■ **Lista de tareas**:
1. Según el texto sobre París, ¿qué sucede en el restaurante Lasserre en noches frías de tormenta?
2. Convierte en una lista breve el párrafo del texto sobre París que empieza con "París, caminar sus calles", conservando sus datos principales.
3. Resume el texto sobre París en dos oraciones.

■ **Texto proporcionado**:
---------------
Prometí llevarte a París: una suave llovizna de arte, música y letras
París, caminar sus calles con airosa levedad, recogiendo flores en sus mercados, tailleurs en sus vidrieras y ostras en bistrós de puestos de calle sobre camas de hielo. En el restaurante Lasserre, abrazar los contornos de una mujer en noches frías de tormentas, cuando por unos minutos se abre el techo dejando caer copos de nieve entre manteles de damasco y finas copas de clarete. O iniciar un viaje de hermosas tinieblas hasta las impiadosas nacientes de su dones, gestos y humores arraigados en la belleza de siglos de historia.
Prometí llevarte a París. Pocos han tocado su esencia de majestad de artes, emperatriz de libertad, monarca de sueños, deseo y amor. Atributo dado a quienes escandalosamente pertenecen a la condición humana de mujeres y hombres libertinos, de pasiones desenfrenadas en los vértices de lo posible que conducen, quizás, a una verdadera integridad de intelecto, afecto y algarabía.
---------------
■ **Información proporcionada**:
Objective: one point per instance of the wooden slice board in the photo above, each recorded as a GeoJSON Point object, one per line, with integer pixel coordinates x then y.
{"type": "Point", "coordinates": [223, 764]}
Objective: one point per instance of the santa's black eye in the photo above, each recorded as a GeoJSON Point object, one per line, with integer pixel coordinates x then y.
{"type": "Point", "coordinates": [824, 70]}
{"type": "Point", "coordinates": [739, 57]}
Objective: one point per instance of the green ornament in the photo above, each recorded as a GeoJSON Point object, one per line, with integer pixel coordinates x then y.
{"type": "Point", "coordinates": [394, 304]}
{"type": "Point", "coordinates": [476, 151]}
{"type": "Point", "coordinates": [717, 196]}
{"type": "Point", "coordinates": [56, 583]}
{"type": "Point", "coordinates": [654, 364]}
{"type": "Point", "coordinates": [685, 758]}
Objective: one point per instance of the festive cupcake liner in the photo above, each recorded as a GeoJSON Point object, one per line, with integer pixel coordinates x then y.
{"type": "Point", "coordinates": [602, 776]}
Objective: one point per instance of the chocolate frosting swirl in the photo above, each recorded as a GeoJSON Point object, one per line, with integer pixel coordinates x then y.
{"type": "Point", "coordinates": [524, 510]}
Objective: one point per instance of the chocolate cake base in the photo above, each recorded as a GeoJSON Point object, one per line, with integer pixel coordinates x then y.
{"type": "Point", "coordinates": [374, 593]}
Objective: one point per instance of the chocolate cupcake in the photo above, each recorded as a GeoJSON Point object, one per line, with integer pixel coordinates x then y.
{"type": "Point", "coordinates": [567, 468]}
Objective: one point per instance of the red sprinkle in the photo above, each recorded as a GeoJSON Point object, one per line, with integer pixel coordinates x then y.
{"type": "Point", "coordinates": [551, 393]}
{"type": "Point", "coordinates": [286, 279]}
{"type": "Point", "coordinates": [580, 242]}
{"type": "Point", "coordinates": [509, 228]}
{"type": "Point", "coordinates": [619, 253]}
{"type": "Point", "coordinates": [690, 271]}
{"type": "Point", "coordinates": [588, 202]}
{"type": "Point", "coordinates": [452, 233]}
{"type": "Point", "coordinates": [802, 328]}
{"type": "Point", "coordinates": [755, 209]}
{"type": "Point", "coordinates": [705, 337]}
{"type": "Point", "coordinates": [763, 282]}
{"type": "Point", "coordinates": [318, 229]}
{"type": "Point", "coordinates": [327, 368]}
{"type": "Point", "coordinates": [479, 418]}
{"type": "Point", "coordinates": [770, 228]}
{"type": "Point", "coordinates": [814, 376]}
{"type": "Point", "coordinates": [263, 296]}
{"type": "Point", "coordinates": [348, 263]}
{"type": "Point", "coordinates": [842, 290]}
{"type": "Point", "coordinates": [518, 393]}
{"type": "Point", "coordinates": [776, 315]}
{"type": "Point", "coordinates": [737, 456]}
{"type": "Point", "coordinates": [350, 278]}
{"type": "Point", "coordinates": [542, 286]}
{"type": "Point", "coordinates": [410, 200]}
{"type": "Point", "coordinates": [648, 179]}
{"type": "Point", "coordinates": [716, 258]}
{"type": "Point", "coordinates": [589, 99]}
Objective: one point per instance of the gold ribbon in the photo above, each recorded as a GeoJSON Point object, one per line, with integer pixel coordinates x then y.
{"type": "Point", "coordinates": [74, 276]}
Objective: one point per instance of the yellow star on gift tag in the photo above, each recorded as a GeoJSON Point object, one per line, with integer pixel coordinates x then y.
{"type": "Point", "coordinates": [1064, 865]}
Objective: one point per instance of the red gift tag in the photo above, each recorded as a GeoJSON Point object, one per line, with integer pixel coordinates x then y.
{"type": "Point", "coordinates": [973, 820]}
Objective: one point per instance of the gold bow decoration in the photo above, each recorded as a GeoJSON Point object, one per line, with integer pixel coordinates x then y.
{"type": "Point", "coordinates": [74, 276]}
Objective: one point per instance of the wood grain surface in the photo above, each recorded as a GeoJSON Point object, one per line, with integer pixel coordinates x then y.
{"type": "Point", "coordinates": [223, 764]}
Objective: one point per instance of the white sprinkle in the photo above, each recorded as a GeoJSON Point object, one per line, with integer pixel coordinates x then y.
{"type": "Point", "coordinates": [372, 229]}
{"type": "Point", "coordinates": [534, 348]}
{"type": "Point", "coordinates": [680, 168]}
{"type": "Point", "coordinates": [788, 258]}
---------------
■ **Tareas resueltas**:
1. Por unos minutos se abre el techo y caen copos de nieve entre manteles de damasco y finas copas de clarete.

2.
- Caminar las calles de París con airosa levedad.
- Recoger flores en sus mercados, tailleurs en sus vidrieras y ostras sobre camas de hielo en bistrós de puestos de calle.
- En el restaurante Lasserre, abrazar a una mujer en noches frías de tormenta, cuando el techo se abre unos minutos y caen copos de nieve.
- Emprender un viaje hasta las nacientes de sus dones, gestos y humores, arraigados en siglos de historia.

3. Caminar París es recorrer sus calles, mercados y bistrós, y pasar noches en el restaurante Lasserre, donde el techo se abre y cae nieve. La promesa de llevar a alguien a París remite a una esencia de arte, libertad, sueños y amor que pocos han tocado, un atributo dado a mujeres y hombres libertinos de pasiones desenfrenadas.